> [GIVEN INSTRUCTION]
Rewrite everything from the start of the listing down to and including the line containing "255L255 2L0 2L0" as a numbered list, leaving out any blank lines.

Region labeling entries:
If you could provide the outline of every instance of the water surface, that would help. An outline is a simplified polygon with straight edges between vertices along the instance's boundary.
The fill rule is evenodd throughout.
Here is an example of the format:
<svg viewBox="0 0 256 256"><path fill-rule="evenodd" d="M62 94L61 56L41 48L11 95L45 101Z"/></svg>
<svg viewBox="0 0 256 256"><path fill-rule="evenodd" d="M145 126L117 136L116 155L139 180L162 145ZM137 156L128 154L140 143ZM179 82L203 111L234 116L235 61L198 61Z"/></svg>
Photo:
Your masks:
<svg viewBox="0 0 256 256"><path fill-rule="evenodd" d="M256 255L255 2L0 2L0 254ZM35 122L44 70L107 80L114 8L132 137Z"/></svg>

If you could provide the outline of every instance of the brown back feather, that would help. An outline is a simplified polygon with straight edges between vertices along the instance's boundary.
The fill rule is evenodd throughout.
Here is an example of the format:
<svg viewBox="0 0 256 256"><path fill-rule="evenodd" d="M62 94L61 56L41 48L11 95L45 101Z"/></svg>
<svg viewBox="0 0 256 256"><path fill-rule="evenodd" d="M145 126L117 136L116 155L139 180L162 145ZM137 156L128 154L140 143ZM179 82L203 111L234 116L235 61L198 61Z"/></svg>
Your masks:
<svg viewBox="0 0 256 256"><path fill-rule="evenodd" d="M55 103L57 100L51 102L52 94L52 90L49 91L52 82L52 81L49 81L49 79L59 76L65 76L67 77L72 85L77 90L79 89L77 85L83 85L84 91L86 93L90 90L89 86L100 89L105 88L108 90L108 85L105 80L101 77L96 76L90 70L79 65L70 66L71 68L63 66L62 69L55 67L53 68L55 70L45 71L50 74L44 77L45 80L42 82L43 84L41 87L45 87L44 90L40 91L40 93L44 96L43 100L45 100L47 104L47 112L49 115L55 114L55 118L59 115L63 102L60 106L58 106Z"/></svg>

> [COMPLETED TASK]
1. If you could provide the outline of every instance of the water surface, that would help. An outline is a simplified polygon with straight edges between vertices along the instance's boundary.
2. The fill rule is evenodd throughout.
3. Here is an example of the format:
4. <svg viewBox="0 0 256 256"><path fill-rule="evenodd" d="M62 94L61 56L41 48L11 95L45 101Z"/></svg>
5. <svg viewBox="0 0 256 256"><path fill-rule="evenodd" d="M145 126L117 136L116 155L139 180L162 145ZM137 156L128 154L140 143ZM179 82L203 111L234 116L235 61L198 61Z"/></svg>
6. Photo:
7. Your masks:
8. <svg viewBox="0 0 256 256"><path fill-rule="evenodd" d="M256 255L255 2L0 2L0 254ZM35 122L44 70L107 80L114 8L132 137Z"/></svg>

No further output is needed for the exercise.